WORK TASK 1
According to the Utopia cruise article, what is the starting price of a residence aboard the ship, and how much space does it include?
WORK TASK 2
Reproduce the part of the Utopia cruise article that begins with the words containing "The company said" and ends with "Turkey, he said.".
WORK TASK 3
Decide whether each statement agrees with the Utopia cruise article: (a) The Utopia is planned to launch in 2013. (b) The ship's boutique hotel would have 300 rooms. (c) The ship would dock near Paris for Fashion Week.

PASSAGE
[Start of section]

Utopia: A Luxury Cruise Like No Other

$1.1 billion luxury ocean liner Utopia to cruise around the world year-round.

SEOUL, South Korea, Jan. 22, 2010 — -- The dreams some cruise lovers have of a life spent on the seas may not be too far away.

A Beverly Hills company has announced plans to launch a $1.1 billion ocean liner, called the Utopia, in 2013, featuring private luxury residences for people who want to cruise the seas year-round.

"We're creating an ideal place… where people can travel with their home all over the world and have the same people taking care of them 24 hours a day in every city that they visit," said David Robb, chairman of the firm working on Utopia. "It's like having a waterfront villa in 30 cities around the world."

The core idea of this project is its event-driven itinerary. The opulent Utopia is to go on perpetual tour, visiting world-famous events and festivals. For example, the ship would go to Sydney, Australia, for New Year's Eve fireworks over the famed opera house there. It would dock near Paris for Fashion Week, go to the Mediterranean for the Monte Carlo Gran Prix and the Cannes Film Festival, or stop in Rio de Janeiro for the Carnival.

"The cruises I took before were very short and a limited experience where everything was planned for me and I had no say in what and when I do things," said Hannah Shin, 22, a schoolteacher who says living on Utopia would be her ideal lifestyle.

But the glitzy lifestyle comes with a glitzy price tag. There are 200 residences up for sale, starting at $3.9 million for 1,400 square feet of space. The most luxurious residence offered is a 40,000-square-foot cabin ordered by a European family for more than $160 million, the company says.

Utopia would also have a 204-room floating boutique hotel for short-term stays. Amenities include a casino, spa, theater, swimming pools, and retractable marina.

The company said it expects more than 60 percent of sales to be generated from outside the United States.

Potential buyers with purchase commitments include "captains of industry, leading entertainment people, leading people in the arts, and the founder of a very major video game company," Robb said. Names cannot be made public for privacy purposes, but the list of who's who also includes prominent wealthy families from Australia, China, and Turkey, he said.

Utopia to Host Super-Elite Community

"It won't be for a temporary 'let's have fun for a week' experience… it seems a life adventure," said Yohsuke Yamakawa, 23, a frequent cruise traveler. On Utopia, "you'll get to feel exclusive and inclusive at the same time, mingling with the people of similar financial status and social class."

[End of section]

STORED DATA
[Start of section]

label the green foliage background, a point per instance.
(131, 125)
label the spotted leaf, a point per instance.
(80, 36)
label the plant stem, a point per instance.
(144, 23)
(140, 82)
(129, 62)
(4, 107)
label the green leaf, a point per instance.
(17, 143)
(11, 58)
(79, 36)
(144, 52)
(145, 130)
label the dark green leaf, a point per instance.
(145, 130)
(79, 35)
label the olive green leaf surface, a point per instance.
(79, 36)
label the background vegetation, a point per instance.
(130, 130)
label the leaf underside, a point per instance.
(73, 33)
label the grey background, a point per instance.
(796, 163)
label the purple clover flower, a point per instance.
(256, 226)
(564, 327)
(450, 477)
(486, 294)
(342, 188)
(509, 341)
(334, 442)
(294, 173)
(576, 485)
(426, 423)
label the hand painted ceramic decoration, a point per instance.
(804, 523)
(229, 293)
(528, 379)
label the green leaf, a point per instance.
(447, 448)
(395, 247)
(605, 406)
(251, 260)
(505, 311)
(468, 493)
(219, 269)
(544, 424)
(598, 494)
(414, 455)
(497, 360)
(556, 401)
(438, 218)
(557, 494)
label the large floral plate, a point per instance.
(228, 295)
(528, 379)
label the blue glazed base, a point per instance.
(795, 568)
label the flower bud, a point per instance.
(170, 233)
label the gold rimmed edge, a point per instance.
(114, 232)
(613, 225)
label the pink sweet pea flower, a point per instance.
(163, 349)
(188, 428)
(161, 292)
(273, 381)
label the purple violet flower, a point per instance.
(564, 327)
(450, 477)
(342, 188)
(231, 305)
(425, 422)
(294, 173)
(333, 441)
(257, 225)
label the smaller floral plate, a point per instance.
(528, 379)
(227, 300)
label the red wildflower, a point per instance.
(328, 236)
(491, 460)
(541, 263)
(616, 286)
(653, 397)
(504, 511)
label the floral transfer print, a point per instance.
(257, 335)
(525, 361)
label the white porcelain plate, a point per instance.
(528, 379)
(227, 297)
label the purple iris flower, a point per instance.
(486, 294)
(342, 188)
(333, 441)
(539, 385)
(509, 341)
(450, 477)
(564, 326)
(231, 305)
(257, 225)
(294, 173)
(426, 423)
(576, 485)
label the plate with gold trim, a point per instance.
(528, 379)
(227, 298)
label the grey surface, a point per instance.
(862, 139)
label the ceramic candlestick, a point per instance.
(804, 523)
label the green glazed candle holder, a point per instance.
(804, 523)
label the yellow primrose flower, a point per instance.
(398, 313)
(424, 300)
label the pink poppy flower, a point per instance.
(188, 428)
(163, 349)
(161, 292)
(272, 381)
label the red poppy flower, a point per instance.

[End of section]

RESULT 1
$3.9 million for 1,400 square feet of space.

RESULT 2
The company said it expects more than 60 percent of sales to be generated from outside the United States.

Potential buyers with purchase commitments include "captains of industry, leading entertainment people, leading people in the arts, and the founder of a very major video game company," Robb said. Names cannot be made public for privacy purposes, but the list of who's who also includes prominent wealthy families from Australia, China, and Turkey, he said.

RESULT 3
(a) Yes: "to launch a $1.1 billion ocean liner, called the Utopia, in 2013"
(b) No: "a 204-room floating boutique hotel for short-term stays"
(c) Yes: "It would dock near Paris for Fashion Week"